**Data for the task**
• • •
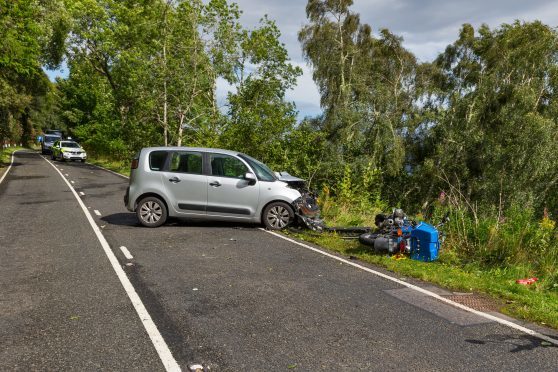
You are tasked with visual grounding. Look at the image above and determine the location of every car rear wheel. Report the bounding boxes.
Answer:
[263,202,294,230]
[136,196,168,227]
• • •
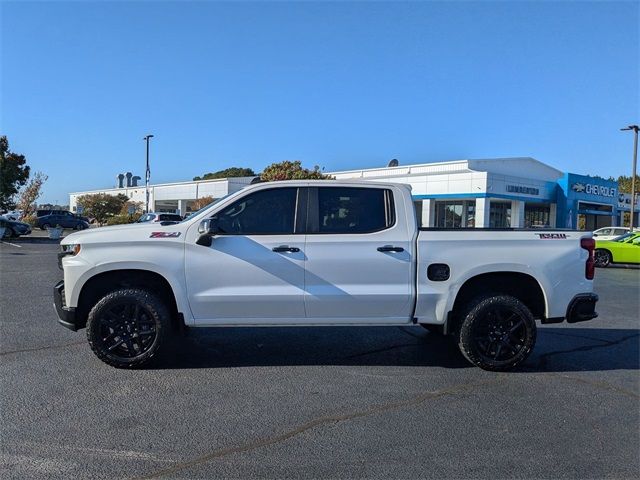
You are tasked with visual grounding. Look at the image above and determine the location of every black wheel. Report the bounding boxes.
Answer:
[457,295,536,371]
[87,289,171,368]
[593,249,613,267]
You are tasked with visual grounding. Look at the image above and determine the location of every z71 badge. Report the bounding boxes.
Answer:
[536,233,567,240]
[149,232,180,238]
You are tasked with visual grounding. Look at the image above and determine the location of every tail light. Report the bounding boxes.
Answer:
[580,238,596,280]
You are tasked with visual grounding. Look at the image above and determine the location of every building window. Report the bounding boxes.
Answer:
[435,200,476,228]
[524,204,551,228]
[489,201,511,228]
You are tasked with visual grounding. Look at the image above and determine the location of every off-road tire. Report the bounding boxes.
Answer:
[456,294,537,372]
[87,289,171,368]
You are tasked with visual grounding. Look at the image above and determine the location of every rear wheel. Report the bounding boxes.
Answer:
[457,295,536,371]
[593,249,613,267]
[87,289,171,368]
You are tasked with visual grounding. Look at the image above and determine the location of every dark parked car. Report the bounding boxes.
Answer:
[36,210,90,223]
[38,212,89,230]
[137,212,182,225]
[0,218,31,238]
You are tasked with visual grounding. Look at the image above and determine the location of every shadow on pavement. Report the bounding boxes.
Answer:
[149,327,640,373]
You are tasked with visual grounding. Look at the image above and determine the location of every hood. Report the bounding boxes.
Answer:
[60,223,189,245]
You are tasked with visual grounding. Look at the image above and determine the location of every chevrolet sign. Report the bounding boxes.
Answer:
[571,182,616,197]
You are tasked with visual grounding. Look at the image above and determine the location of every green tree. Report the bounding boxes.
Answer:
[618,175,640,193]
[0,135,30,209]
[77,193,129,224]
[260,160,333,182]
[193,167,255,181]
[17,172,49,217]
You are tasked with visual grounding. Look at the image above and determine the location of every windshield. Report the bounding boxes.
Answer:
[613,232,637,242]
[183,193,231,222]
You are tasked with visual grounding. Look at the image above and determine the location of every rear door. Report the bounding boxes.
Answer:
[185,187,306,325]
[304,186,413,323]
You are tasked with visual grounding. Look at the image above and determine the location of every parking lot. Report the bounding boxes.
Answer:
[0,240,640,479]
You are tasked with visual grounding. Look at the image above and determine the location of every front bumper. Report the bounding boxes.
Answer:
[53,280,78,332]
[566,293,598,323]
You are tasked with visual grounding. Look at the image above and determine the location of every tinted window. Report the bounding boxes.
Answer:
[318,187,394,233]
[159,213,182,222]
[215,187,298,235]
• • •
Rewrite the material between the line holding "car rear wheel. Report the bounding boxes." and the line holding "[136,196,168,227]", inclusive, substituting "object detection" for "visual grounding" and leaving everything else unchanged.

You are tasked with object detection. Look at the image above and determine the location of every car rear wheel. Report the bounding boxes.
Answer:
[263,202,294,230]
[136,196,168,227]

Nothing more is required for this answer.